#### Knn From Scratch:

The goal of this exercise to implement the knn algorithm from scratch for both regression and classification problem.
In addition to this, the cross validation and nested cross validation are also implemented from scratch and compare them with the built in scikit-learn libary. Thus, knn_class is defined. For classification problem, method- knn_classifer_prediction() should be called and for regression problem, method- knn_regression_prediction() should be called. The algorithm is implemented as following steps-wise:

   1.Find the distance(Eculidan is used) between two data points(instances)

   2.Sort the distance. Take the 'first k most closest neighbours' of the test instance in the training data set.
      
   For classification: Find the most frequent neighbour from the  'k most closet neighbours'  and labels that test instance to that neighbour(class)

(Dataset excerpt)

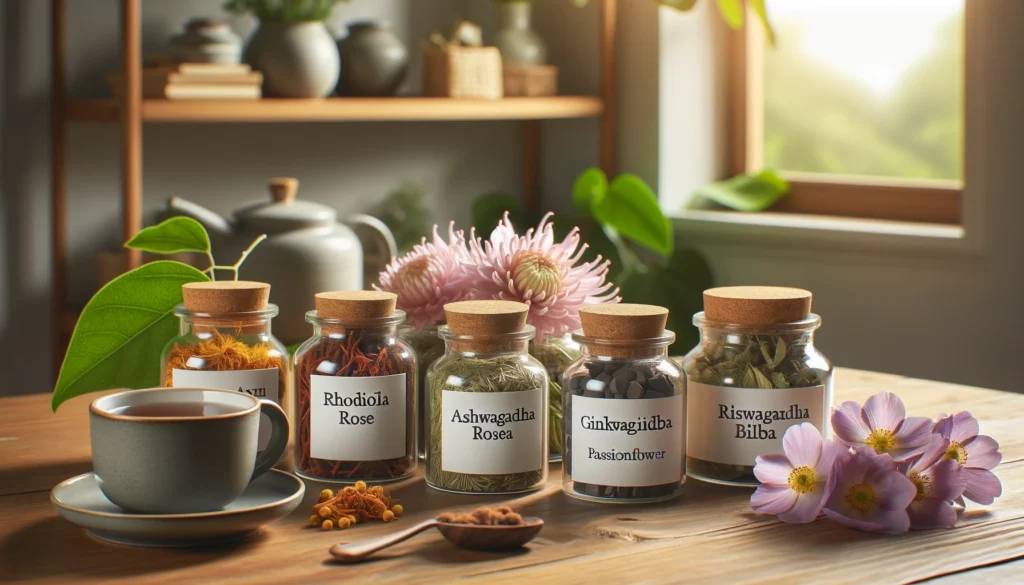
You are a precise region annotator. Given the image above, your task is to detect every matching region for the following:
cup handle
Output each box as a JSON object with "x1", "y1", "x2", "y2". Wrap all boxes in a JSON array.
[{"x1": 249, "y1": 399, "x2": 290, "y2": 483}]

(Challenges)
(a) From the kNN write-up, return the passage starting with "2.Sort the distance." and going on through "to that neighbour(class)", copied word for word.
(b) In the kNN write-up, which method should be called for a regression problem?

(Task-by-task results)
(a)
2.Sort the distance. Take the 'first k most closest neighbours' of the test instance in the training data set.
      
   For classification: Find the most frequent neighbour from the  'k most closet neighbours'  and labels that test instance to that neighbour(class)

(b) knn_regression_prediction()